PROBLEM TO WORK ON — All the data should be repeated exactly. Any image in it is left out.

Point-per-instance localization data
--------

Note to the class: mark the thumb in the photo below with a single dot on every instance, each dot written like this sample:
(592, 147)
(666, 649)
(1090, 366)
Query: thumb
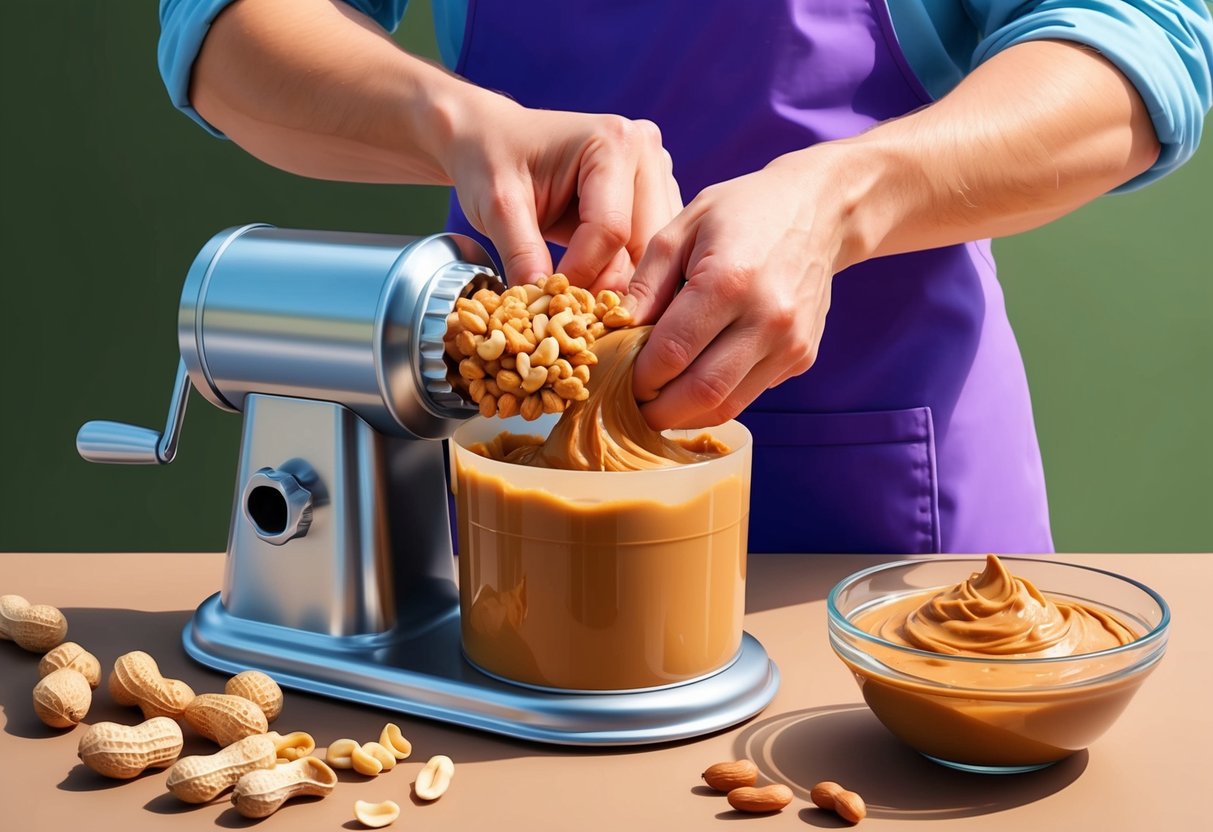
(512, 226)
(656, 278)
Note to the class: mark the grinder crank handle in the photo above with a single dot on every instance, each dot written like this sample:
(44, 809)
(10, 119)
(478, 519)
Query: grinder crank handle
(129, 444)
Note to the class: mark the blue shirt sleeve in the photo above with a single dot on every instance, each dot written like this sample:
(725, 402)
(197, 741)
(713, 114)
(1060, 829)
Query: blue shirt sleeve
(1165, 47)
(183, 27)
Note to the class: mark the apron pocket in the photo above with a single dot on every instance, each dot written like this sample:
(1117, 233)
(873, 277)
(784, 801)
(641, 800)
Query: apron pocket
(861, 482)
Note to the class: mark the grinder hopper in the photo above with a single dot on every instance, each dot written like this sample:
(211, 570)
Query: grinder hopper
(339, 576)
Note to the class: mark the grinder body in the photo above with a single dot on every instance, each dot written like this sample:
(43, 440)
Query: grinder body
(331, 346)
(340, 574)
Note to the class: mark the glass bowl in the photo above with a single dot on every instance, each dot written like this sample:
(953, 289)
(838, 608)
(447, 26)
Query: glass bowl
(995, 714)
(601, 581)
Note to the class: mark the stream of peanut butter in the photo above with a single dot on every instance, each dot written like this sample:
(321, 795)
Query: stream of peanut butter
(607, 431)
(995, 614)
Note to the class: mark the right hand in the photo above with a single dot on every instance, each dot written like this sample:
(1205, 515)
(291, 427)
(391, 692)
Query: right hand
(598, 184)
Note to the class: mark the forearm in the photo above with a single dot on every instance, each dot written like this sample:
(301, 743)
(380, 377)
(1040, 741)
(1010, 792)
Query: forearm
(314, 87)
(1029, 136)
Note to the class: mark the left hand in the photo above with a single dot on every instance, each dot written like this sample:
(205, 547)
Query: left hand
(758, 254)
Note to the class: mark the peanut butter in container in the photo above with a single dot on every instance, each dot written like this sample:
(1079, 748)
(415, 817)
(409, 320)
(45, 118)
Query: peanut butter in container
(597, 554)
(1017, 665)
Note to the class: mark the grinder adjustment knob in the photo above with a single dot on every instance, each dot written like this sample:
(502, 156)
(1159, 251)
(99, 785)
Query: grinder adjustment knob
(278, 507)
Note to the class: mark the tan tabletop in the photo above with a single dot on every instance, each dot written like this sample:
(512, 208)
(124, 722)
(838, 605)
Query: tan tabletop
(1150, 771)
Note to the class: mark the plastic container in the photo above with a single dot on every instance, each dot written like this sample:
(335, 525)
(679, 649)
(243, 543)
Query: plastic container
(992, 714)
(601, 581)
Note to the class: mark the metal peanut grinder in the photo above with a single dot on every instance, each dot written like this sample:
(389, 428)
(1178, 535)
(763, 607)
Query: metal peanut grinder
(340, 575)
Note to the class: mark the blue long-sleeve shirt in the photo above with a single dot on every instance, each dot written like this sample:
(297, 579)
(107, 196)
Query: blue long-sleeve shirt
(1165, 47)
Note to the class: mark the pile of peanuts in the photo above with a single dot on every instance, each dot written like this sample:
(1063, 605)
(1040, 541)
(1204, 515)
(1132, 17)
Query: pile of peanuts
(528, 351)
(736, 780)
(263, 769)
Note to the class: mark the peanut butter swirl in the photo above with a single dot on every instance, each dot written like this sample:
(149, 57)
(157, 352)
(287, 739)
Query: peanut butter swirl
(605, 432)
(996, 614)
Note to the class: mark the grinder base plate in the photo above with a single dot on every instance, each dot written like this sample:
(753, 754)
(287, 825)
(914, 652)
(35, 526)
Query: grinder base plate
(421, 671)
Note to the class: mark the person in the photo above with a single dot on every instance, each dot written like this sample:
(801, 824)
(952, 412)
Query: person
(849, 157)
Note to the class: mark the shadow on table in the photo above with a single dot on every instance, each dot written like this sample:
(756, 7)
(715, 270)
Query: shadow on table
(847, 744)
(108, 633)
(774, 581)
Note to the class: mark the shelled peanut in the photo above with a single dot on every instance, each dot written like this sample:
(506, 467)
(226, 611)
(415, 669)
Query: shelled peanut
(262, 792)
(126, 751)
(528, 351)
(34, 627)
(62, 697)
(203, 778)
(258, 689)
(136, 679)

--------

RESPONSE FOR THIS EXERCISE —
Note to the class: mark the thumb in the photo below with a single dot on every instance, each dot written like this sample:
(592, 147)
(666, 649)
(1090, 366)
Query: thumb
(512, 226)
(656, 278)
Note to the class: mark the grinder crank handle in the photo above with a single dot on every instance, each dot written like this sample:
(44, 809)
(10, 119)
(478, 519)
Query: grinder crank handle
(129, 444)
Note to the class: mark the blue shirt sleeve in the photo above with a single dot on every instance, each dot written like this sample:
(725, 402)
(197, 741)
(713, 114)
(1060, 829)
Query: blue shirt sleeve
(1165, 47)
(183, 27)
Note to the class: mark the apron pocket in the photo above with a single dot on every instance, each dot written like this sample:
(1117, 233)
(873, 277)
(784, 801)
(641, 800)
Query: apron pocket
(861, 482)
Note to the class: mark the grinder hopper in the photo above with a single dot on every instance, each dot written like this sample:
(211, 570)
Query: grinder hopper
(339, 576)
Note to the class: mark the grinder body in the photo above with a single dot on every instance, each dot written like this sample:
(43, 440)
Query: grinder body
(331, 346)
(340, 574)
Note to the class: mark the glass bowl in the photo above with a single dot on every instance, each dot written like this sample:
(953, 289)
(838, 608)
(447, 26)
Query: glass bowl
(995, 714)
(601, 581)
Note to the class: mark the stream of peanut butter in the photo above with a single dot on every instance, each dot written like this sample:
(321, 795)
Query: stream of peanut butter
(607, 431)
(995, 614)
Note to the class: mark the right hand in the photo above with a single dot on every instance, each dot written like this sample:
(1205, 515)
(291, 427)
(391, 692)
Query: right hand
(598, 184)
Note to the class: mark the forearm in the photo above with a single dot on every instance, each dot written like this sample:
(301, 743)
(380, 377)
(1040, 741)
(1010, 792)
Query: forearm
(314, 87)
(1029, 136)
Note to the class: mark the left hand in the photo above with a single dot on every instance, each dot written like this sample:
(205, 547)
Query: left hand
(758, 254)
Note to the class: mark the peanut butter in container in the photo above with a single dot on every instance, each dot written like this sample:
(1079, 748)
(415, 817)
(409, 320)
(45, 118)
Query: peanut butter in container
(597, 554)
(1017, 665)
Note to the class: mark the grinder adjustment knob in the photo above with a single dot on every instance, each dot written like this sample:
(502, 156)
(1159, 251)
(99, 785)
Query: grinder adjustment knob
(278, 507)
Note to the class: mark the tan tabletop in the photo above with a single dot on every instance, each dot written like this sample:
(512, 208)
(124, 722)
(838, 605)
Query: tan tabletop
(1150, 771)
Note to the class: mark the plastic container in the photo above with a single dot on every instance, each dot written like this sample:
(335, 525)
(679, 649)
(243, 543)
Query: plastic container
(992, 714)
(601, 581)
Note to the class: mark the metal peanut grinder in the photo above with a single dot on every instance, each dot written like this sample:
(389, 428)
(1178, 535)
(763, 607)
Query: metal peanut grinder
(340, 575)
Note to the class: mark the blue long-sleeve shirt in the photo above with a single dot on every instance, each dot written like this sample:
(297, 579)
(107, 196)
Query: blue long-sleeve shirt
(1165, 47)
Note to the class: mark the pile of peanuts in the photo above with a single dot on every instance, each dot written like this sample:
(1063, 605)
(1040, 541)
(1204, 515)
(1132, 17)
Query: pile of peanuts
(528, 351)
(736, 780)
(263, 769)
Note to the class: mark the peanut butter swirl in the photo above with a single dot on every instance, each dot written like this sample:
(149, 57)
(157, 352)
(287, 739)
Query: peanut butter swirl
(605, 432)
(996, 614)
Note to the class: mark the grinder base plate in the photo above with a single dot on every instance, each dot written like this sample:
(753, 754)
(287, 825)
(914, 652)
(35, 526)
Query: grinder base plate
(421, 671)
Note to the class: mark the person in the photo above with a single dot on every instance, each dot written like this sample:
(801, 824)
(952, 412)
Query: person
(849, 157)
Note to the class: mark the shadow on table in the photo above with a single dot on every instance, each dot written like this sample:
(756, 7)
(715, 270)
Query: shadow on table
(847, 744)
(108, 633)
(774, 581)
Note to the class: mark the shelled peanut in the photo above with a single dot on every instance, each dot written like this sample:
(506, 467)
(226, 611)
(415, 669)
Query: shelled peanut
(262, 792)
(126, 751)
(528, 351)
(34, 627)
(62, 697)
(203, 778)
(258, 689)
(136, 679)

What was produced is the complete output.